## Exercise directions
Look through the data that follows and copy each line with the string "written".

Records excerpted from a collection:
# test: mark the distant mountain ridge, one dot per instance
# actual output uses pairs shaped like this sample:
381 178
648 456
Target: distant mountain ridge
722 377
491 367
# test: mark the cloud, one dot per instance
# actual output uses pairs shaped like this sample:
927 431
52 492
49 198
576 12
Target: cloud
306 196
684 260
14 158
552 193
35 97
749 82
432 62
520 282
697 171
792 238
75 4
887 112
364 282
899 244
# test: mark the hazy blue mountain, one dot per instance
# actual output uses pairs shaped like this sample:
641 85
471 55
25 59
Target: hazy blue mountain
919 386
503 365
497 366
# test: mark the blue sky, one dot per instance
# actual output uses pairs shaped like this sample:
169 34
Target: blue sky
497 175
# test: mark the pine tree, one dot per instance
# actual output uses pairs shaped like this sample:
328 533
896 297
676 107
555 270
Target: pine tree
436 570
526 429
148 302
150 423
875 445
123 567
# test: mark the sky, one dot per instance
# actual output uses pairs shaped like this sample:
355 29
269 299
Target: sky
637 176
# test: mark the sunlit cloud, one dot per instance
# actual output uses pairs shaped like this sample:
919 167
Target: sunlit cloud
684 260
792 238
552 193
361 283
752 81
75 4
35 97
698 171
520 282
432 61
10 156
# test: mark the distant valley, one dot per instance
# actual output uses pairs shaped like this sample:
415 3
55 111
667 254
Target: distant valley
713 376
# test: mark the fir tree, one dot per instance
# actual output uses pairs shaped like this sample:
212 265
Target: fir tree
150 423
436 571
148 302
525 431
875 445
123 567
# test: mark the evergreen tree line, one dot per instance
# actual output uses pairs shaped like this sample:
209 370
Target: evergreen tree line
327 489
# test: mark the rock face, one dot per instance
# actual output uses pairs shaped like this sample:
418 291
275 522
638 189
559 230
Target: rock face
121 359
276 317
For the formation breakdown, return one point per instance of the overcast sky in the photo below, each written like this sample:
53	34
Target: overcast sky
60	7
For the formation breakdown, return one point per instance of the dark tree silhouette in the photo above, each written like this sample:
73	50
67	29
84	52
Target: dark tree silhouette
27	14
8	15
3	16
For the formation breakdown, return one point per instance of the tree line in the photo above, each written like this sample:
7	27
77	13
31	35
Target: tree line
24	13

## Solution for this task
For the formation breakdown, return one point per instance of the overcast sky in the photo below, each written like this sample:
For the formation breakdown, return one point per instance of the dark tree silhouette in the photo above, each written like this sample:
For the formation breakdown, return one point per instance of the tree line in the photo above, each written like this sample:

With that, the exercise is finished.